___ Dataset content

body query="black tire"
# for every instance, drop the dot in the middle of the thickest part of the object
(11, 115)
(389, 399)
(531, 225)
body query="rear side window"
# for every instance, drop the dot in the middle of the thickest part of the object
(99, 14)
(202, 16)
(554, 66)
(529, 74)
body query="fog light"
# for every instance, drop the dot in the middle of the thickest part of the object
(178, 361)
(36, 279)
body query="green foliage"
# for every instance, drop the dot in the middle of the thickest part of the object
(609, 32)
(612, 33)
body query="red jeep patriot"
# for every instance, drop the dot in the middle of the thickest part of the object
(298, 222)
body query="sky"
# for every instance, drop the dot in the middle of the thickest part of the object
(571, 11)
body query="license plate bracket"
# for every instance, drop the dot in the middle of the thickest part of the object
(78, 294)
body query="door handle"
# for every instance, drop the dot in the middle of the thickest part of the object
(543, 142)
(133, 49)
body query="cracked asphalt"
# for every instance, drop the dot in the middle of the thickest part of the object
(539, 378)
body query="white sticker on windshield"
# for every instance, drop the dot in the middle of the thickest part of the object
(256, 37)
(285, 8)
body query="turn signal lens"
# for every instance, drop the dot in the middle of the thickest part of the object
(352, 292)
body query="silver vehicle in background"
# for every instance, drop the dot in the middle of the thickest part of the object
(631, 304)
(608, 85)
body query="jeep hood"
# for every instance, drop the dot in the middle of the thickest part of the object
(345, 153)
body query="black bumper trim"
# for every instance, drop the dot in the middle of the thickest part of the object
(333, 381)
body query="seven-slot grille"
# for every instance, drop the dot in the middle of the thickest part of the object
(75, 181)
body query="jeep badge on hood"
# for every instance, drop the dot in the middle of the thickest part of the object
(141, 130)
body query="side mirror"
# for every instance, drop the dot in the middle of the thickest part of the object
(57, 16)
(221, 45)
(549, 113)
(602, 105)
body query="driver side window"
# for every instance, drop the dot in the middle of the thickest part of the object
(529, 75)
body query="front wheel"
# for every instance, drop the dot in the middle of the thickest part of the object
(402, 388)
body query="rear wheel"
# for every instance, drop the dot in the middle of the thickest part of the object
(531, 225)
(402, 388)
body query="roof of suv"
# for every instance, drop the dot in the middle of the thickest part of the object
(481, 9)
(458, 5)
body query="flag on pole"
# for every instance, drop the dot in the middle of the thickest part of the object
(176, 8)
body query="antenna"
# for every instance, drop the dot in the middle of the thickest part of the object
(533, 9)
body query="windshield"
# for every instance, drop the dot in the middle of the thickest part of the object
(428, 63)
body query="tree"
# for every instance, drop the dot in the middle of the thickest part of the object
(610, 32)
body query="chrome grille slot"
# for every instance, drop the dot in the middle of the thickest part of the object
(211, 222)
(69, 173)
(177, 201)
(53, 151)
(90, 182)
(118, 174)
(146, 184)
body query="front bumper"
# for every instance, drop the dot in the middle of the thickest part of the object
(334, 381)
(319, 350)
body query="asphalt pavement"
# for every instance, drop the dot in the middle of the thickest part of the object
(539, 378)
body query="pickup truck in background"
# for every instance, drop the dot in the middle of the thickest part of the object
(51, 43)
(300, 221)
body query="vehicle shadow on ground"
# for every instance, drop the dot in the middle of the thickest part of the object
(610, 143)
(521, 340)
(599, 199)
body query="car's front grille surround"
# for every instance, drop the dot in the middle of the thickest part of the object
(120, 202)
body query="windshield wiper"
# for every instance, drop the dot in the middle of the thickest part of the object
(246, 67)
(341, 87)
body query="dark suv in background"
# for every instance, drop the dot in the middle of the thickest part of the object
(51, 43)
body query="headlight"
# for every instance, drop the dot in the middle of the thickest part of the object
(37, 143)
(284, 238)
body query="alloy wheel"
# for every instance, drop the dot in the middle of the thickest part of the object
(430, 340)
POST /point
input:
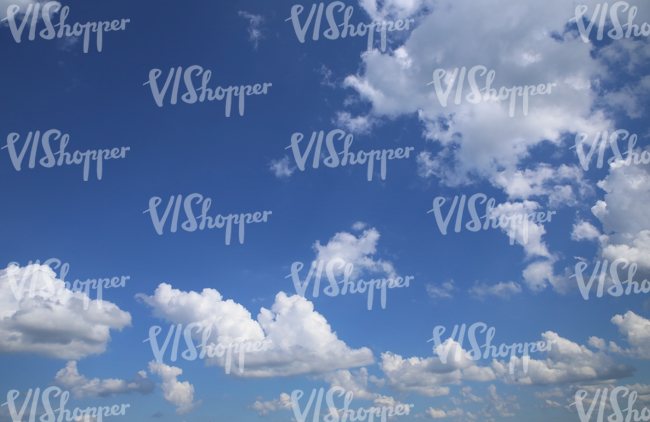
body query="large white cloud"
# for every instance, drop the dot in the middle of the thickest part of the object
(428, 376)
(636, 330)
(356, 381)
(178, 393)
(69, 378)
(302, 342)
(52, 320)
(567, 362)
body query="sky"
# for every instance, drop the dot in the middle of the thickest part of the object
(170, 155)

______

» Set problem
Set down only the lines running from the line with "POST /point" to the end of the entries, inclusive; omit every picture.

» Reply to the exercise
POST /point
input:
body query="large white cloud"
# for every instance, drop the dot in the middle of the thickest part of the object
(428, 376)
(636, 330)
(356, 381)
(178, 393)
(69, 378)
(302, 342)
(52, 320)
(567, 362)
body query="sky"
# for every instance, drop the dot in the middle of the thickest part of the object
(170, 155)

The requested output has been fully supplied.